RECORDS SHOWN Start Marker
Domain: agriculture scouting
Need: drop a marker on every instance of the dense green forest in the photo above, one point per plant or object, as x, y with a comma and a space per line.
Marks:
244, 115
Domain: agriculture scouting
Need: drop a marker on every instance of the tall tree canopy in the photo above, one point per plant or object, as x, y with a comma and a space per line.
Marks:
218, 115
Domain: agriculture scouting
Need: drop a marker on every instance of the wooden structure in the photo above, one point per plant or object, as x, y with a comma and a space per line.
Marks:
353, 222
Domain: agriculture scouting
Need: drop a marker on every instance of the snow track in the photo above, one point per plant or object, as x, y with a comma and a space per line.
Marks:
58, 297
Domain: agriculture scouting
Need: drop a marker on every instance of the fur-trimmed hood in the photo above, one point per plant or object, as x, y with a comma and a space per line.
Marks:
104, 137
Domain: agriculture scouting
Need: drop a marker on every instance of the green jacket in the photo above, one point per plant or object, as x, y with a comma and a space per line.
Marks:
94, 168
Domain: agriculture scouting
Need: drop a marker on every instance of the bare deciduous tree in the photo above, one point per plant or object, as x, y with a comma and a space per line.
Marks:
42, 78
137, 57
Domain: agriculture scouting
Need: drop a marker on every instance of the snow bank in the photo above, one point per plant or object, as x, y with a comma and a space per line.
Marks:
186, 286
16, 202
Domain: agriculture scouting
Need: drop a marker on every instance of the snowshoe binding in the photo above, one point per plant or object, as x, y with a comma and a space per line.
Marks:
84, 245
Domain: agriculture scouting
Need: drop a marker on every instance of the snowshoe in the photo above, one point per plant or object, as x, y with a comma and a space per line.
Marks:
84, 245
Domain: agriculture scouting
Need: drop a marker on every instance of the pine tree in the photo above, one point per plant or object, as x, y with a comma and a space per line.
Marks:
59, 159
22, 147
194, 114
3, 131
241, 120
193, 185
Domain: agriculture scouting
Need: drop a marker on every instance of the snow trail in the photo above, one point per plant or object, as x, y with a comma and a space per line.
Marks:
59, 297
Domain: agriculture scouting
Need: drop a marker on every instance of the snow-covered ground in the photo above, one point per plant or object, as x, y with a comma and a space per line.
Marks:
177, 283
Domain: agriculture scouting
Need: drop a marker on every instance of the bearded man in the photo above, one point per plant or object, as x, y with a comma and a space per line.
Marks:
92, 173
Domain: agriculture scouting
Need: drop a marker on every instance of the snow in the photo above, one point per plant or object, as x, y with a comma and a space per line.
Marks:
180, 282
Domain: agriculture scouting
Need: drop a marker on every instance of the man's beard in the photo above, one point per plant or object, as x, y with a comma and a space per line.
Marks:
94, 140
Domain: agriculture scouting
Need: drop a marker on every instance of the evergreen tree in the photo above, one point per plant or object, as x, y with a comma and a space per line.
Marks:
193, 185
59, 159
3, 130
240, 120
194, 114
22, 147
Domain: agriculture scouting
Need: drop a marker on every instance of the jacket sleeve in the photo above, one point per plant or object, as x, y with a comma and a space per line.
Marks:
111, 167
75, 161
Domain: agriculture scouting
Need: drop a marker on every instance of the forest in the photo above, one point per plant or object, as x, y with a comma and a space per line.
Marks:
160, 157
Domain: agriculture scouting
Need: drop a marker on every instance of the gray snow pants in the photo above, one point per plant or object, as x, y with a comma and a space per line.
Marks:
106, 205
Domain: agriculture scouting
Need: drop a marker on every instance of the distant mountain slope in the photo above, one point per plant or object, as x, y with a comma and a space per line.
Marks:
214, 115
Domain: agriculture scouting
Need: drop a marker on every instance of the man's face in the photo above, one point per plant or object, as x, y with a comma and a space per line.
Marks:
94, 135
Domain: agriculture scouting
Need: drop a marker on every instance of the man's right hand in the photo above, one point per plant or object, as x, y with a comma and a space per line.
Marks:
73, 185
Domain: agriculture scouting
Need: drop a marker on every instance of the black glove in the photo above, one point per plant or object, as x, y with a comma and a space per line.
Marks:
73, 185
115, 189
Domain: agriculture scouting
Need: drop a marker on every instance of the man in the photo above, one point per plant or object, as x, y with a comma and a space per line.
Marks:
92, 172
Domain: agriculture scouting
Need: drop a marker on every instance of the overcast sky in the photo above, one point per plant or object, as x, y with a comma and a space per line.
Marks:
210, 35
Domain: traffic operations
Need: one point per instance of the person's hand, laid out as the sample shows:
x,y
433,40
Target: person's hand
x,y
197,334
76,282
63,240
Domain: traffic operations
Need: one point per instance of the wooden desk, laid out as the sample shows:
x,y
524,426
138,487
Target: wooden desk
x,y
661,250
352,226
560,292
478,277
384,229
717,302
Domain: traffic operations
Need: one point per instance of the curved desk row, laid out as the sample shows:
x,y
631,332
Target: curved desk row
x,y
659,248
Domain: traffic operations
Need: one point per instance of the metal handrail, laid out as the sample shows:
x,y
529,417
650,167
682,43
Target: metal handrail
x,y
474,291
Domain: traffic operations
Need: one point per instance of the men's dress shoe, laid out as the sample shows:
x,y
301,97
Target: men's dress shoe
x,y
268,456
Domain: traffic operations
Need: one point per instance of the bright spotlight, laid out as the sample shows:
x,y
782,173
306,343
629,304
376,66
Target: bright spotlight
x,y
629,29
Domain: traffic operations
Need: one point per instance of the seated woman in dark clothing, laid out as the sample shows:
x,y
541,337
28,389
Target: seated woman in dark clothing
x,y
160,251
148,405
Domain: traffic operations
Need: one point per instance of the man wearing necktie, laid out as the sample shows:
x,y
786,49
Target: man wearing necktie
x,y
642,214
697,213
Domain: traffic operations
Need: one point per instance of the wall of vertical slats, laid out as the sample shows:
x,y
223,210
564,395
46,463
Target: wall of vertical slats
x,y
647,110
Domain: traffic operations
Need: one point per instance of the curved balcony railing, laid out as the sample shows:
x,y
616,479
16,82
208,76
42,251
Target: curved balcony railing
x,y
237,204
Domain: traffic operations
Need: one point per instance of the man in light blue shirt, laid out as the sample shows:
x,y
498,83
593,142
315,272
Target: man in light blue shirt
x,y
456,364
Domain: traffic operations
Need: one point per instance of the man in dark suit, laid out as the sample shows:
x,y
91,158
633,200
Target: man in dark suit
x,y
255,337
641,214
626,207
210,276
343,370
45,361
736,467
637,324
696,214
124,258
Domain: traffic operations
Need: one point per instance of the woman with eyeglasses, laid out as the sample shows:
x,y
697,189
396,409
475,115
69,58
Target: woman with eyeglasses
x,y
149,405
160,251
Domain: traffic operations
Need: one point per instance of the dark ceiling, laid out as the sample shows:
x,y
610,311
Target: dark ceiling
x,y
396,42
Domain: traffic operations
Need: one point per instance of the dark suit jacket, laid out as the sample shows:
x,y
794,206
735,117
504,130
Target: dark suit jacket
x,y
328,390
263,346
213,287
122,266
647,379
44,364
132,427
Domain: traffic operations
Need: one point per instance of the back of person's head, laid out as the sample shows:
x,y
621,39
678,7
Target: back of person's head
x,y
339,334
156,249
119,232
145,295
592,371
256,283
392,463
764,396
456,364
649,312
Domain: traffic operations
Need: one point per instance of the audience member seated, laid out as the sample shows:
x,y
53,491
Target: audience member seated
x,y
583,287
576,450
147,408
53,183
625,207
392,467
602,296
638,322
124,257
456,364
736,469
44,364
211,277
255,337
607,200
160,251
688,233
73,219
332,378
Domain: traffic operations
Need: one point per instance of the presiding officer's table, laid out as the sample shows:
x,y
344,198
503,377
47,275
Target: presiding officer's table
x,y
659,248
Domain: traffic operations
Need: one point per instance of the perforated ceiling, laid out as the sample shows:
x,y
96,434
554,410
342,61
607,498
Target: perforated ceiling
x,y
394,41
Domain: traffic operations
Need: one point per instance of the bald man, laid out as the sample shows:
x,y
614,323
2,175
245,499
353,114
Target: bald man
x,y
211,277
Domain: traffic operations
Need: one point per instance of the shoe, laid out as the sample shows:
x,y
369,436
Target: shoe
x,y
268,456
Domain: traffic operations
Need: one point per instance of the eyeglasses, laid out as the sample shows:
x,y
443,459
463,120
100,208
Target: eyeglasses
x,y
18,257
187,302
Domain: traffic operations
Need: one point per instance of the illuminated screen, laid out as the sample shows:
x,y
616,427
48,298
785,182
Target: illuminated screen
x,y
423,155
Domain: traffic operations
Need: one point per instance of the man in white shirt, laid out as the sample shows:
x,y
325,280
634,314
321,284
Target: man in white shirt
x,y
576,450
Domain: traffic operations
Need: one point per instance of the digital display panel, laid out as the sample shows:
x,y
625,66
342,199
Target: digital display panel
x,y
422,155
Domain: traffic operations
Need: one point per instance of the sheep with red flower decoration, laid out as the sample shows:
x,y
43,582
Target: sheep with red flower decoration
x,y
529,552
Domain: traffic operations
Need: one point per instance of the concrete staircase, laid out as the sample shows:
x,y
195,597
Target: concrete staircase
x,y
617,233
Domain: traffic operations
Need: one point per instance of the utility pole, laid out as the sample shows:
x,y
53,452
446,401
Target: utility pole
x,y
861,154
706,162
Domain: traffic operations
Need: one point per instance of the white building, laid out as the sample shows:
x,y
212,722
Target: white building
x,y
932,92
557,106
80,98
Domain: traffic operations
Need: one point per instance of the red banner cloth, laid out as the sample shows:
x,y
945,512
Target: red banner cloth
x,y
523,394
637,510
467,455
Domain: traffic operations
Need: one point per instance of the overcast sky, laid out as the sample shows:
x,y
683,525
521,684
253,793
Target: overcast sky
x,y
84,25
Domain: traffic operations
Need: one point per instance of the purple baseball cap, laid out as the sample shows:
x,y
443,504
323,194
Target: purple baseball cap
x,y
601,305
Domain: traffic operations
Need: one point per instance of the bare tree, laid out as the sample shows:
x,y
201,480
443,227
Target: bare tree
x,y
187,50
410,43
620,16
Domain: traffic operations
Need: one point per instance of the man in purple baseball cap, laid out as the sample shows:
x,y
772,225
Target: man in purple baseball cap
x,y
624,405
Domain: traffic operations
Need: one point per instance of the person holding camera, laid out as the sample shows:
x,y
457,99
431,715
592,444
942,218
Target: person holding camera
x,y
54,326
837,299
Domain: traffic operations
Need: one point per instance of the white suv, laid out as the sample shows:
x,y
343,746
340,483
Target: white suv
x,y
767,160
RECORDS SHOWN End Marker
■ **TASK BRIEF**
Show the lines where the word "forest" appears in the entries.

■ **REPLY**
Need: drop a marker on every instance of the dense green forest in the photo above, one point per plant or object, as x, y with a comma and a space per line.
Need: drop a marker on every instance of the forest in the photo above, one point per plant or object, as x, y with a comma and a space per line.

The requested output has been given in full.